Data shown>
= = = = =

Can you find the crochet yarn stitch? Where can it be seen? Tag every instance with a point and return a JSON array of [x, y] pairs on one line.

= = = = =

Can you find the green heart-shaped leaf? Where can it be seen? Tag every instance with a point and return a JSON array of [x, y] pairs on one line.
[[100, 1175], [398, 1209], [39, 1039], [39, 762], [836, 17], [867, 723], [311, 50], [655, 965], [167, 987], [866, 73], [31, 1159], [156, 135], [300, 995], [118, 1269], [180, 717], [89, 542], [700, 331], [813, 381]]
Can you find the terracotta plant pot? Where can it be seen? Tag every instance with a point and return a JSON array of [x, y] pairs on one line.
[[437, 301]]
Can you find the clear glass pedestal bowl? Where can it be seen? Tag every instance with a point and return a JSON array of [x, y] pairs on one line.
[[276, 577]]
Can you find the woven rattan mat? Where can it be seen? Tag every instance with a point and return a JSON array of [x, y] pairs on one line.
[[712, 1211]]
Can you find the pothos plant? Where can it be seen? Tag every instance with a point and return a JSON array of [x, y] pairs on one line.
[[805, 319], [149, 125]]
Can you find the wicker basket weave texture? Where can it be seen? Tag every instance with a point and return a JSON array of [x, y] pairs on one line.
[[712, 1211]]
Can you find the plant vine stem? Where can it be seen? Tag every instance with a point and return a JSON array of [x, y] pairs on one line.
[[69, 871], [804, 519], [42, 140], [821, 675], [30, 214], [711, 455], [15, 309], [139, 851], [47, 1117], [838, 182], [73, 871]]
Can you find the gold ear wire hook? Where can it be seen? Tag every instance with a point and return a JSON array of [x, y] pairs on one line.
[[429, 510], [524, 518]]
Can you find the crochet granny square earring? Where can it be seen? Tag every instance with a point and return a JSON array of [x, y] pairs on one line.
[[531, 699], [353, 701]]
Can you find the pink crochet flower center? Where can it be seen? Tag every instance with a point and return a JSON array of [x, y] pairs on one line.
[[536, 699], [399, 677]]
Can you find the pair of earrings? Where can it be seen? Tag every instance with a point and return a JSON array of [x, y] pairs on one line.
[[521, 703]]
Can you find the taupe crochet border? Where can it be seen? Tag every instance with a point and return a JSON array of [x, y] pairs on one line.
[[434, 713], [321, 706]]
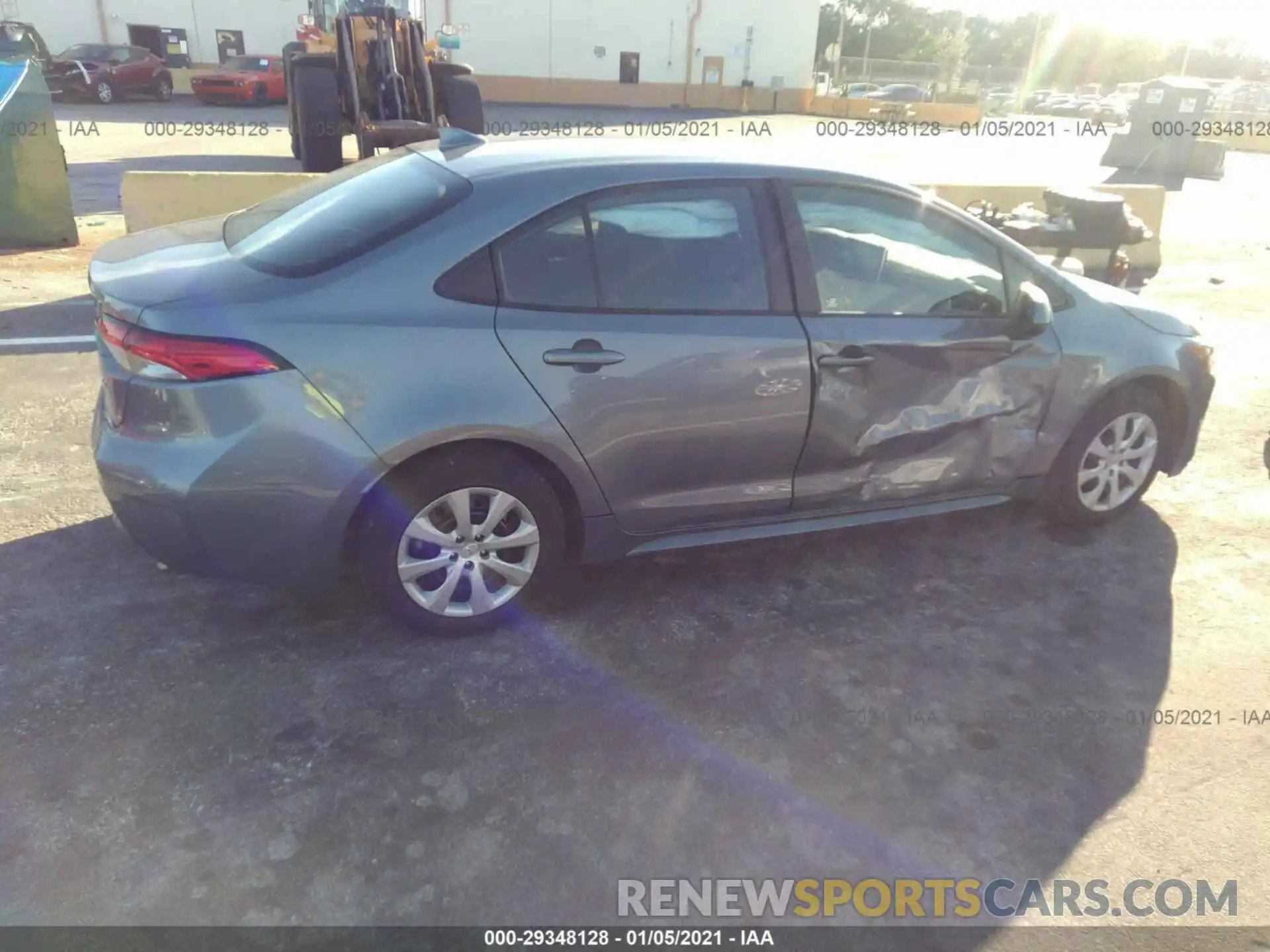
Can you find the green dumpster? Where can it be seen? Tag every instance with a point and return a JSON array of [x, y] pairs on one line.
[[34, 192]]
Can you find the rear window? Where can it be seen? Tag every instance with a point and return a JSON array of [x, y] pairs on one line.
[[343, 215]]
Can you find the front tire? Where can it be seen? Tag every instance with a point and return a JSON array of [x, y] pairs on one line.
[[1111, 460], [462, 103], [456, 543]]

= = = = =

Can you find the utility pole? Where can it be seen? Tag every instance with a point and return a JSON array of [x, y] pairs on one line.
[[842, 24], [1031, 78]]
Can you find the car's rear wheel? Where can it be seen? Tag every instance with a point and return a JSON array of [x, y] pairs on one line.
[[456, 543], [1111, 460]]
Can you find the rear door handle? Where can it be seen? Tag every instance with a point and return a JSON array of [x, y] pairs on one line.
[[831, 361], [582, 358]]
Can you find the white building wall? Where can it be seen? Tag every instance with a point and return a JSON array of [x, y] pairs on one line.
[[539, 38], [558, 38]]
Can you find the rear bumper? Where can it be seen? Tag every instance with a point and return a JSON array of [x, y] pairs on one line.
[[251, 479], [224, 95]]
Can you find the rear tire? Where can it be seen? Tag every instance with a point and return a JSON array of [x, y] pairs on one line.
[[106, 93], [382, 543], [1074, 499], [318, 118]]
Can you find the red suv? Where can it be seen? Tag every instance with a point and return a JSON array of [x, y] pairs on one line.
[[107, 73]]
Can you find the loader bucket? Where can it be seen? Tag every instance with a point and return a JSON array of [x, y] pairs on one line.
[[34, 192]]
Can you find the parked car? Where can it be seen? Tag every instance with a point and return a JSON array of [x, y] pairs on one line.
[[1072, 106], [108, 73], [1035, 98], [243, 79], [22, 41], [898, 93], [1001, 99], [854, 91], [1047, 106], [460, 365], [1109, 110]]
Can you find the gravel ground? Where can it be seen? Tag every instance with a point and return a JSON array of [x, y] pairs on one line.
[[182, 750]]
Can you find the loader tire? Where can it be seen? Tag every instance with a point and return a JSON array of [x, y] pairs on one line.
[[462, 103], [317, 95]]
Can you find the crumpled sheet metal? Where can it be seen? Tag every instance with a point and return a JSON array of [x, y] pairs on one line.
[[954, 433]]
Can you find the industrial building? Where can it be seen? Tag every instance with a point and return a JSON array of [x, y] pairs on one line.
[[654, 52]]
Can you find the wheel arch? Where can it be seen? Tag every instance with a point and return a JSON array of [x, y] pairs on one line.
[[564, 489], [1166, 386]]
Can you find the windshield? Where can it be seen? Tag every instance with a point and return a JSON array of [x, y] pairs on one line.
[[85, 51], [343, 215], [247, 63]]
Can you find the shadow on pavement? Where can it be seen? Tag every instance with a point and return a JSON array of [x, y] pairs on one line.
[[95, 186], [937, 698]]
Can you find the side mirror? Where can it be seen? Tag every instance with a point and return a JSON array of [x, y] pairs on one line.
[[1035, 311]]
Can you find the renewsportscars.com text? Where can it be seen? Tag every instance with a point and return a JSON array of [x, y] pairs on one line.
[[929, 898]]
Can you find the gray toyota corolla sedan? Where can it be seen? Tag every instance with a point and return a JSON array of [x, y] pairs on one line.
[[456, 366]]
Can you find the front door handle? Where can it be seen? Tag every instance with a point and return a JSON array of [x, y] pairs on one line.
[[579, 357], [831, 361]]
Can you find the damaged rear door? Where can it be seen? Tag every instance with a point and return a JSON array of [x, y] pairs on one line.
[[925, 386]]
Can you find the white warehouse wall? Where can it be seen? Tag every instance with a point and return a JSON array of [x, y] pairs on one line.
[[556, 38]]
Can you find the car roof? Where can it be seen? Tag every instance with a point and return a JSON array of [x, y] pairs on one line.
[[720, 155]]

= = = = =

Work required>
Convert the entries from the line containing "Can you find the loader tire?" through the line containing "[[925, 386]]" into a two-column CSV with the headers entry_text and answer, one row per entry. Put each field in double quotes and replace any line breaks with spaces.

Written reply>
entry_text,answer
"Can you find the loader tire? Where can it be seen? Tag every instance with a point and return a JSON array of [x, y] pairs on one line.","[[462, 103], [317, 95]]"
"Can you find the crumpled sheet metal? Where can it be seen? Tag every instance with a point and return a JSON array of [x, y] pairs on one line.","[[954, 433]]"
"Can you find the industrial building? Where can it be seen? Tag every instance with a point and return a JSON array of [x, y] pairs on one line.","[[654, 52]]"
"Can you find the wheel arch? Where can it be seen? Tag every instance with a point and return a JSON array of [x, y] pairs on one line.","[[564, 489], [1166, 386]]"
"Can you find the windshield? Where can it be seen? Tag every instance with a point and return a JSON array of [x, y] pairs on one line.","[[85, 51], [343, 215], [247, 63]]"
"Can you find the shadow on pavement? Where can it be seen? Tag every instance with a point and return a JSON array of [x, y] pairs on one line.","[[95, 186], [937, 698]]"
"Can you find the side mirror? Where can it be seen? Tag every instance with a point and return a JSON array of [x, y] pairs on one line.","[[1035, 311]]"
"Can you find the renewsportscars.com text? Where can it be seen? Tag every instance with a point and return a JSON array of [x, y] pairs on one line.","[[929, 898]]"
"Can you find the gray toyota corolla sedan? Where can it be seen? Tag every instance with a point and return a JSON array of [x, y] pairs on one line.","[[456, 366]]"
"Can you find the front door handle? Where can it be seen? Tag every instance with a point and return a JSON array of [x, y] pairs on one line.","[[579, 357], [831, 361]]"
"Can you find the damaged rear door? Where can it be seen? Tag every instance with a point and return a JSON array of [x, y] pairs on one line.","[[925, 386]]"